Problem:
Rewrite the records with each "plastic water bottle" changed to "reusable drink bottle" and everything else unchanged, leaving out the pictures.

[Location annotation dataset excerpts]
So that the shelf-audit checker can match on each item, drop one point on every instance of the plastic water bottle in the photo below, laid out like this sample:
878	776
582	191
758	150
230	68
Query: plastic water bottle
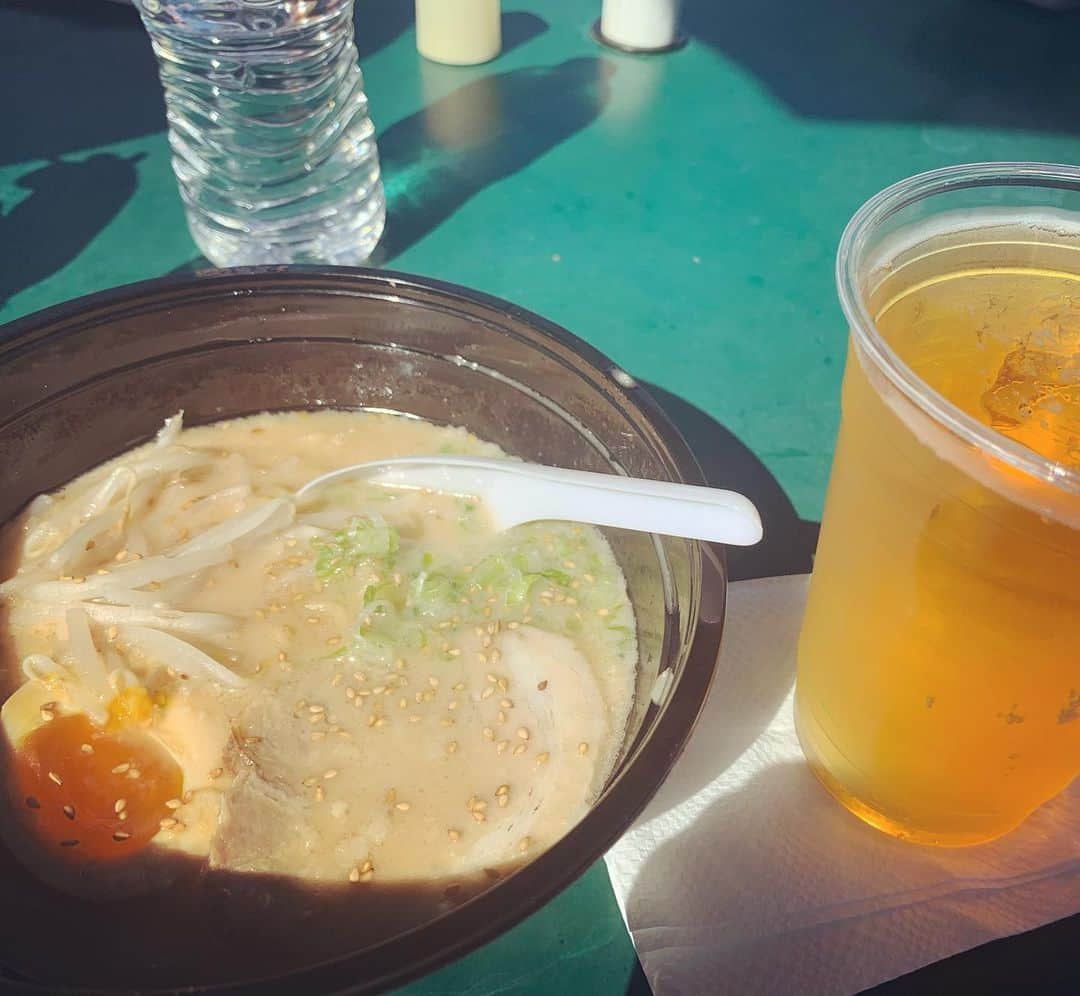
272	145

Task result:
So that the shelf-audit checker can match on each item, drop one point on every instance of the reusable drink bottle in the photo below, laid out like this sample:
878	776
582	191
758	150
230	68
Query: reusable drink bottle
272	145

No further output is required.